**Instructions to follow:**
Print the entire Glint language documentation passage below, word for word.

──────── Document passage

This document is manually generated and may be a couple commits behind.
This is not a Glint tutorial. This is documentation of how Glint, as a language, works (mainly for the purpose of LCC developers being able to understand what the Glint frontend is supposed to be doing).
For Glint learning resources, read the Glint book, or check Lens_r’s blog for tutorial posts (he is planning to release a ten-part series there). Of course, there is always YouTube videos, as well.
The Glint programming language is a high level programming language with low-level capabilities. Focused on the programmer, the Glint programming language spearheads ease of use while also letting people who know what they are doing, do it better.
A literal is defined as fixed values embedded in the source code. Also known as self-evaluating expressions.
69 420 ;; regular decimal literals
;; 042 ;; ERROR! Leading zeroes not allowed
0b0 0b01000101 ;; regular binary literals
0o0 0o377 ;; regular octal literals
0x69 0xbeef ;; regular hexadecimal literals
1'004 ;; decimal literal with separator
0b0010'0100 ;; binary literal with separator
0xb0'0b ;; hexadecimal literal with separatorA number literal is of integer type.

────────────────
──────── Supplied material

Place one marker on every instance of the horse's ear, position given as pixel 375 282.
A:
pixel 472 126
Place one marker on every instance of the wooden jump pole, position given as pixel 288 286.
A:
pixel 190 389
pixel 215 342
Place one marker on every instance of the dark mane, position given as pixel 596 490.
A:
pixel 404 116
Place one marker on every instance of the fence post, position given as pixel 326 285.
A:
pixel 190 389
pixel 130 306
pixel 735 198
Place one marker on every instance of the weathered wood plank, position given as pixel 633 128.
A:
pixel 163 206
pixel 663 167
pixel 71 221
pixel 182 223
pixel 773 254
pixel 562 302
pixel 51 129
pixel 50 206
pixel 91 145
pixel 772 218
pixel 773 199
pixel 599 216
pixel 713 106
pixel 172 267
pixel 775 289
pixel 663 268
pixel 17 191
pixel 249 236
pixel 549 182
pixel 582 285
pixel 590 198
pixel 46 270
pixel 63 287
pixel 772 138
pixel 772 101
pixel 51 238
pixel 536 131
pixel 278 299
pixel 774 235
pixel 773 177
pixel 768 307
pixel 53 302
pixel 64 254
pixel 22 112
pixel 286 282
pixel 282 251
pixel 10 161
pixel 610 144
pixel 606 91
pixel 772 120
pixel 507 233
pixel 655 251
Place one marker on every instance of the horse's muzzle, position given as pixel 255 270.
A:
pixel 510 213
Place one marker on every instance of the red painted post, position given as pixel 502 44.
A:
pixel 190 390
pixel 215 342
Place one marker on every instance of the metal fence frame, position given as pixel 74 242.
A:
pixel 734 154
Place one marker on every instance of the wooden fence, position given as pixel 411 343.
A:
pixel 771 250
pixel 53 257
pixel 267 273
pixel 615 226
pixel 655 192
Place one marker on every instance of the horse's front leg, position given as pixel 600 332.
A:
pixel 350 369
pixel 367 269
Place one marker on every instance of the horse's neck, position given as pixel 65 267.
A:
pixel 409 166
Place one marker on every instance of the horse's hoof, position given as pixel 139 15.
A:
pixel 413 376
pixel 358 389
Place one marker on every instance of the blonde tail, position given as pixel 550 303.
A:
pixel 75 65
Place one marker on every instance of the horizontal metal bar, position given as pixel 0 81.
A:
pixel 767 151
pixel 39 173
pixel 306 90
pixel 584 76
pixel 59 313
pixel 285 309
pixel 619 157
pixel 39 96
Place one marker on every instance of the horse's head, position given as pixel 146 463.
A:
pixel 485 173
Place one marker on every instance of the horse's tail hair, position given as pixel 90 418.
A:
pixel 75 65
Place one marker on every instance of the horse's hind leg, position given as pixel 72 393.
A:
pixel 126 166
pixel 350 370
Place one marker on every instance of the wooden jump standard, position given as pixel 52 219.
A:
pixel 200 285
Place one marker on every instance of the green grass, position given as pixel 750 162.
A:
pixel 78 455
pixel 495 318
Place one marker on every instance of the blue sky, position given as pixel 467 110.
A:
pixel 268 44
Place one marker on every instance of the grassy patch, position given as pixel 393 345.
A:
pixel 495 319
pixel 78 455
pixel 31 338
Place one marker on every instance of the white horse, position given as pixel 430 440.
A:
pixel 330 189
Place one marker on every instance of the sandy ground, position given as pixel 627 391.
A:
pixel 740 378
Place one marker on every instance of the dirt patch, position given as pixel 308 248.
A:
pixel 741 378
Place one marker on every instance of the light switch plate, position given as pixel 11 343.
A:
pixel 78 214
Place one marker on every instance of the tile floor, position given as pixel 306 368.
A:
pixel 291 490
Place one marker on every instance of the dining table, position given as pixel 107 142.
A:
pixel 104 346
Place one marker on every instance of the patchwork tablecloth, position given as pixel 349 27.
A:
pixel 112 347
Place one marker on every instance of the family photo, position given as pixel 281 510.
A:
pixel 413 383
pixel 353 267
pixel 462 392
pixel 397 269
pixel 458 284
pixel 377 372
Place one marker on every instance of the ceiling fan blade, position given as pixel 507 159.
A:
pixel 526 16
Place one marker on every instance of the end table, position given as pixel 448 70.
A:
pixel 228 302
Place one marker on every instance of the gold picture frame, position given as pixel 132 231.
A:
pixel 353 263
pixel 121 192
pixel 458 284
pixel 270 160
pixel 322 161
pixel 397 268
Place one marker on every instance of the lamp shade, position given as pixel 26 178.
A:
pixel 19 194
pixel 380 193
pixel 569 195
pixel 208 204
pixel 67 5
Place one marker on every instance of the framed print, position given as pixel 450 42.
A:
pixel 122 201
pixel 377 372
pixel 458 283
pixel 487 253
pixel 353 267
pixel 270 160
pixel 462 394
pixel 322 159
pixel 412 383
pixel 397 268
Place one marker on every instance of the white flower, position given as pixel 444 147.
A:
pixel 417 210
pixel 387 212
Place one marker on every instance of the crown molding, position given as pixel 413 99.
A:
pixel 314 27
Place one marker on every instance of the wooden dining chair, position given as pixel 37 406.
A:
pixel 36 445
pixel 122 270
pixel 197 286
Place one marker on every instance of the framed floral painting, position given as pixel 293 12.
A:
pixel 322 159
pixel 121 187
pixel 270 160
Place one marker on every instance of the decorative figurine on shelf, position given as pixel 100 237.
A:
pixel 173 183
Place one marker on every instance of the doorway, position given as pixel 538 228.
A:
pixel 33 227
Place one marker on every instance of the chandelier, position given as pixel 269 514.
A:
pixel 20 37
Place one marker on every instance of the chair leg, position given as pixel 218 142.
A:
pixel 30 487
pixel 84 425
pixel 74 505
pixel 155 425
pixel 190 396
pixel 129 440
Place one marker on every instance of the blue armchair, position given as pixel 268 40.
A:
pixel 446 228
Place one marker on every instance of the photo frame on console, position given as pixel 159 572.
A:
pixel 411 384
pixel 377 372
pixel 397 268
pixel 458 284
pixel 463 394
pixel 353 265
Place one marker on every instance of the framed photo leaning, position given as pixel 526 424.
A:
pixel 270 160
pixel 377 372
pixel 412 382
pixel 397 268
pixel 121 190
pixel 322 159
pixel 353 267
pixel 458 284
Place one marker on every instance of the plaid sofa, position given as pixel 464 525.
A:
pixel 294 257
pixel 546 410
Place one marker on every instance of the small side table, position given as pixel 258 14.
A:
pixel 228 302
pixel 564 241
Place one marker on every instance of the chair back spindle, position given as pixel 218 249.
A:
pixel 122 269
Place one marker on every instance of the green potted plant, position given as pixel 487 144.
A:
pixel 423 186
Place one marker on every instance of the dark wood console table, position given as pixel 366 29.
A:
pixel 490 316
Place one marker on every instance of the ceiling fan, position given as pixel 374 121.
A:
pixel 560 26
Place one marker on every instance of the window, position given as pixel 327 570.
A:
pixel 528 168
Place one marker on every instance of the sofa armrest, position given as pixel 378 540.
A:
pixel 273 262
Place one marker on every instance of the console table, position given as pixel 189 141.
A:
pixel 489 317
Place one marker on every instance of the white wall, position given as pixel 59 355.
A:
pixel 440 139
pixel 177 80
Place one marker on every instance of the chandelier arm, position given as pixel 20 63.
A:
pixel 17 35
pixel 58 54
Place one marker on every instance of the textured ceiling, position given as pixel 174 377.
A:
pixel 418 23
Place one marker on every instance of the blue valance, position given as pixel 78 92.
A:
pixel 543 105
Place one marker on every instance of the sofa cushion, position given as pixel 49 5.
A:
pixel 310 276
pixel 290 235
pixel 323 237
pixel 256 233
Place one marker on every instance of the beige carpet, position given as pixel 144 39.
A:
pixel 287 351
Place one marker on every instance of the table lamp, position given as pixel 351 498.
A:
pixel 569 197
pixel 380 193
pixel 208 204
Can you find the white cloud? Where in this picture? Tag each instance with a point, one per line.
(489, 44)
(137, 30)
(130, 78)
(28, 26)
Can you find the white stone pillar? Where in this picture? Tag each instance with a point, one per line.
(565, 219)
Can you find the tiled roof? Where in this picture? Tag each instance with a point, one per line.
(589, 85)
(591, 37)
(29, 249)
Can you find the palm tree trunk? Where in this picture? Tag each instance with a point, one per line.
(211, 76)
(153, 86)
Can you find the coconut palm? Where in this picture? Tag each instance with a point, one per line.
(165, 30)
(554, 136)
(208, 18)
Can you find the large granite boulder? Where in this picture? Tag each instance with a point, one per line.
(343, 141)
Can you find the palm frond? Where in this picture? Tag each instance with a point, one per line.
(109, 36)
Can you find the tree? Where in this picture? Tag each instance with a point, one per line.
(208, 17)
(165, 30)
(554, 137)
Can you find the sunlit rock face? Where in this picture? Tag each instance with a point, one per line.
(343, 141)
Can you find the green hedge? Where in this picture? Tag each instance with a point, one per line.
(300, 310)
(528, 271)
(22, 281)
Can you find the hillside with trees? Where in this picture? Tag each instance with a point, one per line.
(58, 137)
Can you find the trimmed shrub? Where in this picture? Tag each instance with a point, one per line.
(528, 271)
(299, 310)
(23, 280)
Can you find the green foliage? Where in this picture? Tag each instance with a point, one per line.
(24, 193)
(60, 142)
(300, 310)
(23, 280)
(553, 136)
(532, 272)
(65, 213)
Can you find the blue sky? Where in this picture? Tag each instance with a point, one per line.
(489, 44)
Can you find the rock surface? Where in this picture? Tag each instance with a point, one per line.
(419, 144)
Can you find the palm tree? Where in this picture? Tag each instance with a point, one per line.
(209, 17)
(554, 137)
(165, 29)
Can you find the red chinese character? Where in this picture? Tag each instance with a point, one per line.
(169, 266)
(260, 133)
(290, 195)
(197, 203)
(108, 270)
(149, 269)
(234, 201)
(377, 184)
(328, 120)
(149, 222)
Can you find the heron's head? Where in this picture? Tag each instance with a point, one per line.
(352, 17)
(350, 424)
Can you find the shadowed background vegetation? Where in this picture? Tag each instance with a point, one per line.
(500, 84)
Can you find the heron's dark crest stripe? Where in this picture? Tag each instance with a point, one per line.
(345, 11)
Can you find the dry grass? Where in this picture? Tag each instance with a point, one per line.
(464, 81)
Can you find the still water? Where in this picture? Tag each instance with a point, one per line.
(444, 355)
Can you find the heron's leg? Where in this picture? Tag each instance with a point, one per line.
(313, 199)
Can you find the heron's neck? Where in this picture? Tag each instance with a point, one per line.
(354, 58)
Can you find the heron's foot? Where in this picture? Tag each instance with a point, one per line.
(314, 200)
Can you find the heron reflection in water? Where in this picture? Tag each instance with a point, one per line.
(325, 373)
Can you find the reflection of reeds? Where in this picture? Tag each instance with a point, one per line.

────────────────

**Final answer:**
This document is manually generated and may be a couple commits behind.
This is not a Glint tutorial. This is documentation of how Glint, as a language, works (mainly for the purpose of LCC developers being able to understand what the Glint frontend is supposed to be doing).
For Glint learning resources, read the Glint book, or check Lens_r’s blog for tutorial posts (he is planning to release a ten-part series there). Of course, there is always YouTube videos, as well.
The Glint programming language is a high level programming language with low-level capabilities. Focused on the programmer, the Glint programming language spearheads ease of use while also letting people who know what they are doing, do it better.
A literal is defined as fixed values embedded in the source code. Also known as self-evaluating expressions.
69 420 ;; regular decimal literals
;; 042 ;; ERROR! Leading zeroes not allowed
0b0 0b01000101 ;; regular binary literals
0o0 0o377 ;; regular octal literals
0x69 0xbeef ;; regular hexadecimal literals
1'004 ;; decimal literal with separator
0b0010'0100 ;; binary literal with separator
0xb0'0b ;; hexadecimal literal with separatorA number literal is of integer type.